WHAT NEEDS TO BE DONE
Report each line of the records below that contains the word "helmet", and copy every such line in full. Only matches with the same uppercase and lowercase letters count.

ITEMS
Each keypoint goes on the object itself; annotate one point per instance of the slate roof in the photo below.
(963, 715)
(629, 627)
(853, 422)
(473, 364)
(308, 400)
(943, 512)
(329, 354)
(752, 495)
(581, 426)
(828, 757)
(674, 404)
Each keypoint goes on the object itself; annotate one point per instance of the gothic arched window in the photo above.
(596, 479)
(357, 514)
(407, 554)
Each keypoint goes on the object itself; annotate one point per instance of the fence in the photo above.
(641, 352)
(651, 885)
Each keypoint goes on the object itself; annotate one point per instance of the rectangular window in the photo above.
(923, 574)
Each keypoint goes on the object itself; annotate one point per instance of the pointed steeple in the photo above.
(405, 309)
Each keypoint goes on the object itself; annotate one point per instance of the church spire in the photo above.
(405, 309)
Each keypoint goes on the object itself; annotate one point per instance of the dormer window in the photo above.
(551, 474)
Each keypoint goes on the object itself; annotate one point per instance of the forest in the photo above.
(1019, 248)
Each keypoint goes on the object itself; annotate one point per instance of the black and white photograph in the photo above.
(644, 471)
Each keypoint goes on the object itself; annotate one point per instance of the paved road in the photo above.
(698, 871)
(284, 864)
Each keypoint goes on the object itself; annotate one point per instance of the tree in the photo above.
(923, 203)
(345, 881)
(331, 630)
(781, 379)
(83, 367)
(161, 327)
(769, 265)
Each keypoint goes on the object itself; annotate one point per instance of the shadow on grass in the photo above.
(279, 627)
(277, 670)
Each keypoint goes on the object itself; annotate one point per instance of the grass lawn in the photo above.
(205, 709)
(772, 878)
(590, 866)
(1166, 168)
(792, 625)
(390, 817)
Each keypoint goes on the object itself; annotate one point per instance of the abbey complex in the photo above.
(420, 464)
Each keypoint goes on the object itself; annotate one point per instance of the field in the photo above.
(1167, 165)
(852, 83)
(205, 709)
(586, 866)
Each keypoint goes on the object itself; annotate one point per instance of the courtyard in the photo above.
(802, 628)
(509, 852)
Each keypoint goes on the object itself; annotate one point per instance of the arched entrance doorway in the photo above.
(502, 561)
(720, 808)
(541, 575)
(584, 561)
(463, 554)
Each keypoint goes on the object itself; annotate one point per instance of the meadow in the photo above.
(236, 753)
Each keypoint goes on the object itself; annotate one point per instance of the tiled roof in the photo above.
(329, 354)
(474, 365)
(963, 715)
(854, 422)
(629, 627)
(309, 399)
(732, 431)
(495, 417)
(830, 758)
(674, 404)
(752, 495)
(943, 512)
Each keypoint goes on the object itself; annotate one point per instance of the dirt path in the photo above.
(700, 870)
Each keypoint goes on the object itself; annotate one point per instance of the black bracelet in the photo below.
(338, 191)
* * *
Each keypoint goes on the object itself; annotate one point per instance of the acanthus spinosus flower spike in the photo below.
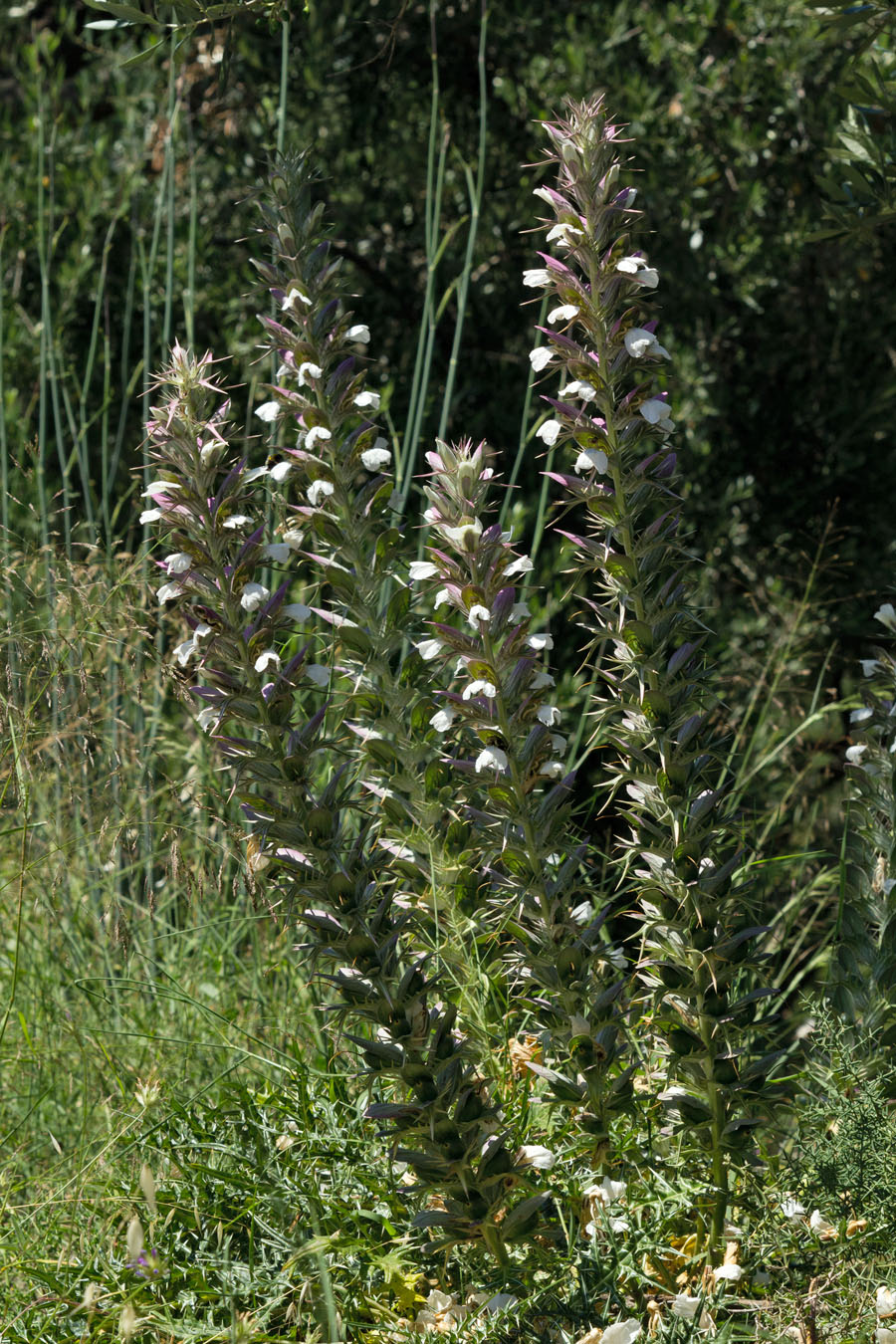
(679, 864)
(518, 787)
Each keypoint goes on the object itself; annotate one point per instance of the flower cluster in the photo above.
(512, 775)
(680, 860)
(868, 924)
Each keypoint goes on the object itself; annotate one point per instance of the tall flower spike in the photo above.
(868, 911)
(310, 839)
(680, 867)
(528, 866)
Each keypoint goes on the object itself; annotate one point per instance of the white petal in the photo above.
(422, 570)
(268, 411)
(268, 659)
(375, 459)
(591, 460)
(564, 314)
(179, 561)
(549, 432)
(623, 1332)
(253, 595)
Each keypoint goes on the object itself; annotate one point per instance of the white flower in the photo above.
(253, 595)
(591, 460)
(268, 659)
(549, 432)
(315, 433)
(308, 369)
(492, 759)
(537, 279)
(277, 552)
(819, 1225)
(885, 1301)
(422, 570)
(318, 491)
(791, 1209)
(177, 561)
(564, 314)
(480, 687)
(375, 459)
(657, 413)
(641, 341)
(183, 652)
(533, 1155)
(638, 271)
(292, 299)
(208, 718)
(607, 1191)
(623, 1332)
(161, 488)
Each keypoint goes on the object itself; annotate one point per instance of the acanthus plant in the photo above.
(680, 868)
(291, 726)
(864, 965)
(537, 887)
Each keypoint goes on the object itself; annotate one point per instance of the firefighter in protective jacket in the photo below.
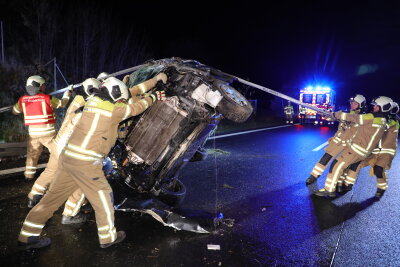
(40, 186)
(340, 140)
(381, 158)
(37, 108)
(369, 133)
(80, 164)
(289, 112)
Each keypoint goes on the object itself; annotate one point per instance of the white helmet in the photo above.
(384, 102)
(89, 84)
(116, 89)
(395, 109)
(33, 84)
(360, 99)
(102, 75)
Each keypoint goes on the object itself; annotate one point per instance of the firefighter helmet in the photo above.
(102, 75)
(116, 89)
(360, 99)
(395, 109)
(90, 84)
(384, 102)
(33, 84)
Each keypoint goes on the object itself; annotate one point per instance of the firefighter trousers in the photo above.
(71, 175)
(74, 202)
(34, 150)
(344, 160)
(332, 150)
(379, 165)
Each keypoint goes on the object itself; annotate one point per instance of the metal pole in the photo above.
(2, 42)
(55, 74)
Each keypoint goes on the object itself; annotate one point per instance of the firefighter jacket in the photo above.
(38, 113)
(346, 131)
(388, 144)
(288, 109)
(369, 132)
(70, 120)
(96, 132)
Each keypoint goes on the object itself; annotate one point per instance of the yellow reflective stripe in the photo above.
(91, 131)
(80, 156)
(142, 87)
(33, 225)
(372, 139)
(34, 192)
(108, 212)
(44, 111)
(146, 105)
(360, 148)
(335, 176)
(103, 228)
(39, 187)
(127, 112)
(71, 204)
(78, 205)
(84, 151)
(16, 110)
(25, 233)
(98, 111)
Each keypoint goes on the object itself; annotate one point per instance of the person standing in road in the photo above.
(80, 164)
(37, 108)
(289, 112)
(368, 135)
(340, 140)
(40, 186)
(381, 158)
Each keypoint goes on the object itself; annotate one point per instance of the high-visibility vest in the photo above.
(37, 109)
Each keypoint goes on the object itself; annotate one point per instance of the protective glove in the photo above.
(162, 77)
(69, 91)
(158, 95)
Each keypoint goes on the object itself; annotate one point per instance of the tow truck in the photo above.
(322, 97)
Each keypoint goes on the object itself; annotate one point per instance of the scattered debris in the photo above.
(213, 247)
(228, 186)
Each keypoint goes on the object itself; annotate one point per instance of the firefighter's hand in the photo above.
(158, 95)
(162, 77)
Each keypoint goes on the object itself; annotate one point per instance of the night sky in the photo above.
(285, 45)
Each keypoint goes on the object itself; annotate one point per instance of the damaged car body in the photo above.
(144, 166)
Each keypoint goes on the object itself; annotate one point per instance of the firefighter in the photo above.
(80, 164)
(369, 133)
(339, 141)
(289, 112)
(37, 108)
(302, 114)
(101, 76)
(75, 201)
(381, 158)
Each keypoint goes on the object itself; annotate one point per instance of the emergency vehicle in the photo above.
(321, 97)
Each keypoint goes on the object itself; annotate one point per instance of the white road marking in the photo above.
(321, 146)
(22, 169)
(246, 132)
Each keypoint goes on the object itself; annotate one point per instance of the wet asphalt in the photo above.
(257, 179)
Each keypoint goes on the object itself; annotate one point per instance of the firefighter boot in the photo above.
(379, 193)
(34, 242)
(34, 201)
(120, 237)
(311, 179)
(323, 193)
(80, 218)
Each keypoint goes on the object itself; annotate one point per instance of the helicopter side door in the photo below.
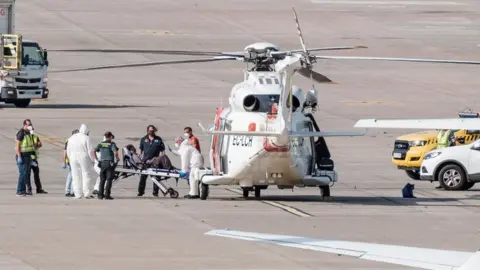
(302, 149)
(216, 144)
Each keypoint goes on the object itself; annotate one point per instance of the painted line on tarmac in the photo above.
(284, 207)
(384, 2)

COMPLETED EXERCISE
Each keypoint goes on the object itself; annotate one point per instance of the white helmet in the photo above.
Each keypoint goes on the object itself; annotate one point per instance of the firefighter helmet in the photo above.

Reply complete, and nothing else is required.